━━━━━ Vorliegender Text

ÖVP schickte Brandstetter von der Regierungsbank an den VfGH

Die SPÖ hatte Kanzler Kurz massiv kritisiert, als er den Ex-Justizminister  und Ex-ÖVP-Vizekanzler auf ÖVP-Ticket zum VfGH-Richter bestellte. Formal ist der Gang von einem Regierungsamt direkt in den VfGH nur Gerichtshof-Präsident:innen und deren Stellvertreter:innen verboten. Doch auf Gegenliebe stoß der Wechsel nicht: Brandstetter war somit Teil des Gremiums, das Gesetze kontrollierte, die Brandstetter als Minister bzw. Regierungsmitglied mitbeschlossen hatte. Wurde darüber entschieden, wurde der Ex-Minister zwar ersetzt. Einen schlanken Fuß machte die Befangenheit des Richters trotzdem nicht.

Brandstetter wirft seither nicht zum ersten Mal ein schiefes Licht auf seine Amtsführung. Seine enge Beziehung zu Pilnacek steht bereits unter Verdacht, Amtspflichten zu widersprechen.

━━━━━━━━━━
━━━━━ Erfasste Einträge

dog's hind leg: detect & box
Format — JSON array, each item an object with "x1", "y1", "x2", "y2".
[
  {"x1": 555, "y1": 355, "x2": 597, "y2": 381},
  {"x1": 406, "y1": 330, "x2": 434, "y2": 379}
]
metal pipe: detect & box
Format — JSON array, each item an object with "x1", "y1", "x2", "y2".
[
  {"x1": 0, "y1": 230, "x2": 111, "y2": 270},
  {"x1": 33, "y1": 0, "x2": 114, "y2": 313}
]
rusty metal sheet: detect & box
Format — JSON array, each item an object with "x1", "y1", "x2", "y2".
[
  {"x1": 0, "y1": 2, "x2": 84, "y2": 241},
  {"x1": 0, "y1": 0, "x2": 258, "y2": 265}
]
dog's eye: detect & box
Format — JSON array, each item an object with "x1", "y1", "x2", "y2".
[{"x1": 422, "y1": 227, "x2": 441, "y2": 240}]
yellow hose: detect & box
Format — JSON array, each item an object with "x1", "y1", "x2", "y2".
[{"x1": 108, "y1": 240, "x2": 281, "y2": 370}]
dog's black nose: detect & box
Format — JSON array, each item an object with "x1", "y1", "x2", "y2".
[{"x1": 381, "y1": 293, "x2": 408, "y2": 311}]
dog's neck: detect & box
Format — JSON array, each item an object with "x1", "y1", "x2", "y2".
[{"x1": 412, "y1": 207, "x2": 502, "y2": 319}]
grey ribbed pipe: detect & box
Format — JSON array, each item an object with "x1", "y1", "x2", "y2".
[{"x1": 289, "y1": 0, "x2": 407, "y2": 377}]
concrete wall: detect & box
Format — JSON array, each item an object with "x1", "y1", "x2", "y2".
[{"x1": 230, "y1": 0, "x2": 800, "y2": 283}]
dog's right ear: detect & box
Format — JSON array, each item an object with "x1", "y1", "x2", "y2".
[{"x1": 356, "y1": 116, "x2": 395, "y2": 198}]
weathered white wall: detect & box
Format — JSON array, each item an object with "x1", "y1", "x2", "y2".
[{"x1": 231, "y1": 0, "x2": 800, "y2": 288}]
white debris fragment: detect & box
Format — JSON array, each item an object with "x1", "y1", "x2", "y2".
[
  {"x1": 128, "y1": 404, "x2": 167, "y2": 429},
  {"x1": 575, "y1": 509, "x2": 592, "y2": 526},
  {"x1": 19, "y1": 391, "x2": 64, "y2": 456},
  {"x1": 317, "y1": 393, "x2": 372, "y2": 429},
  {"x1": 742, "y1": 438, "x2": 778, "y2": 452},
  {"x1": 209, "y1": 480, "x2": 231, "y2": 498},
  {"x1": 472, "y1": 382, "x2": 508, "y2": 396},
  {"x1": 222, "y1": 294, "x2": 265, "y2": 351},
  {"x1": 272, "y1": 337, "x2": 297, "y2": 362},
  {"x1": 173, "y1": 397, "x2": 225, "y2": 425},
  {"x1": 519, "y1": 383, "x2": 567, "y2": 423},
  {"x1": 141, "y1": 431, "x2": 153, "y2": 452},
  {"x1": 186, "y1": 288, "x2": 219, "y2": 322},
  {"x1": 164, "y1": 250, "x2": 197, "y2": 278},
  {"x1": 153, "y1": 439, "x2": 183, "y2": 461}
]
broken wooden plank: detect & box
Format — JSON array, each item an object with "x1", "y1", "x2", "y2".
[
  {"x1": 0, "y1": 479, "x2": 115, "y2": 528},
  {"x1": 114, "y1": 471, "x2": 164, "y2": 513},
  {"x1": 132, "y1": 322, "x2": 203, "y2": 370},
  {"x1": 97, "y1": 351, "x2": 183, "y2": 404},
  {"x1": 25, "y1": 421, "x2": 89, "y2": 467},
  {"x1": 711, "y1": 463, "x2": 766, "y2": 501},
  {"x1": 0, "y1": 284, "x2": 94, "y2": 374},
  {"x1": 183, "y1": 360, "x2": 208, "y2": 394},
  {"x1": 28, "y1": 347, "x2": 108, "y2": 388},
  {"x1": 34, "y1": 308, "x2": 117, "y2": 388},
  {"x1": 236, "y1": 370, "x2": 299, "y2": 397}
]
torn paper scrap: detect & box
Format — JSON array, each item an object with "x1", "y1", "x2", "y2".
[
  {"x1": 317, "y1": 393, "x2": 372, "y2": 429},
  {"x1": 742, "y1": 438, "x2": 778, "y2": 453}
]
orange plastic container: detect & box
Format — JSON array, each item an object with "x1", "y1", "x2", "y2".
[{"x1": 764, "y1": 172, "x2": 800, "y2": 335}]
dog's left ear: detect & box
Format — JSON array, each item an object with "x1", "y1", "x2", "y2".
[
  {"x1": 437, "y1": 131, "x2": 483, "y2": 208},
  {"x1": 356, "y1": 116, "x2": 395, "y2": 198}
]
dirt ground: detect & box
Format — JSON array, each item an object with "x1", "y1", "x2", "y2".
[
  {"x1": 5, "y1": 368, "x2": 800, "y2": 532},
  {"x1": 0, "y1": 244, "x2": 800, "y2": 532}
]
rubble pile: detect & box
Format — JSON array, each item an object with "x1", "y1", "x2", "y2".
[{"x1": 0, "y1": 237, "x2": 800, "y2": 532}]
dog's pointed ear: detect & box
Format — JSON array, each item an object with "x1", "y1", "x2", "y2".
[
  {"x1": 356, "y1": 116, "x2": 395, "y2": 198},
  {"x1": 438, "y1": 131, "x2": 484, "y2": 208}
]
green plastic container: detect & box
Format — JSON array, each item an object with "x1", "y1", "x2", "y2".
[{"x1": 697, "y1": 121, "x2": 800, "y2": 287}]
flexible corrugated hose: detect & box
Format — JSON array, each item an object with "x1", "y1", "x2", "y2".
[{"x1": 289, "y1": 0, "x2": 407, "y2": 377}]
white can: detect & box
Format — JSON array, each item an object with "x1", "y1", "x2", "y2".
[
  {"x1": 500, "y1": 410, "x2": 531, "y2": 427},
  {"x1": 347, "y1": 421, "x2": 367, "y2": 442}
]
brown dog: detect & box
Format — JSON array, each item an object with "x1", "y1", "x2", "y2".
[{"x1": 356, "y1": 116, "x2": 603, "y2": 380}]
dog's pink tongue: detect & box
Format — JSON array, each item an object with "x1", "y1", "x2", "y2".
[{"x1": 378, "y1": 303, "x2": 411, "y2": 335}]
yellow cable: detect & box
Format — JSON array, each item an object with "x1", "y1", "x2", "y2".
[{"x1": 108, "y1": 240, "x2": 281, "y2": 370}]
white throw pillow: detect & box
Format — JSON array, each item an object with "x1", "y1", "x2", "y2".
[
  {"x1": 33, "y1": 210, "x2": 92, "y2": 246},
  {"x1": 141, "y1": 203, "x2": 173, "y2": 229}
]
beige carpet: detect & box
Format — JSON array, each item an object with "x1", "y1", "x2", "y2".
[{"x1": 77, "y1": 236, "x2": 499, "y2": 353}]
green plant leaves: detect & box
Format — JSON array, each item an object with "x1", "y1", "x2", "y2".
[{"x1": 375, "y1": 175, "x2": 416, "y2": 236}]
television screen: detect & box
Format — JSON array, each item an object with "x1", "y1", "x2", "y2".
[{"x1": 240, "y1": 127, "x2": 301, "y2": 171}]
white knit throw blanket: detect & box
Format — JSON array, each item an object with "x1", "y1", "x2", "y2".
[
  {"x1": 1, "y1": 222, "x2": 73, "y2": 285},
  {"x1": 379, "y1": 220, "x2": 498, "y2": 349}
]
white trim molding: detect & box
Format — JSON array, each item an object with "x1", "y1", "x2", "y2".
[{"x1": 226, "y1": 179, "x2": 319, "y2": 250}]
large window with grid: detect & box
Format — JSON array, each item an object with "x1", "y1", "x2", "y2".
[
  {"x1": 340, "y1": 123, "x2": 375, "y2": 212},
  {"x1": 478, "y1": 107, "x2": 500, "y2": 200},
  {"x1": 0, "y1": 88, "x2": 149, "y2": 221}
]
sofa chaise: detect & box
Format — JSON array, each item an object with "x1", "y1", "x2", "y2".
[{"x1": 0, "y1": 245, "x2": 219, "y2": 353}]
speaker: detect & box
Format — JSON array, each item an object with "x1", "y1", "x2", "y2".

━━━━━━━━━━

## Aufgabe
Schreib den Text über Brandstetters Wechsel von der Regierungsbank an den VfGH im Anschluss an seinen letzten Satz weiter.

## Antwort zur Übung
Pilnacek bereits suspendiert

Für Christian Pilnacek gibt es für die beleidigenden Nachrichten keine neuen Konsequenzen. Der Sektionschef im Justizministerium wurde bereits im Frühjahr suspendiert. Er steht unter Verdacht, 2019 eine Hausdurchsuchung vorab an Brandstetter verraten zu haben. Auch als Verfassungsrichter hatte Brandstetter den Investor und Jugendfreund Michael Tojner, dem die Untersuchung bevorstand, rechtlich beraten. Auch gegen Brandstetter wird in der Sache ermittelt. Beide bestreiten ein Fehlverhalten.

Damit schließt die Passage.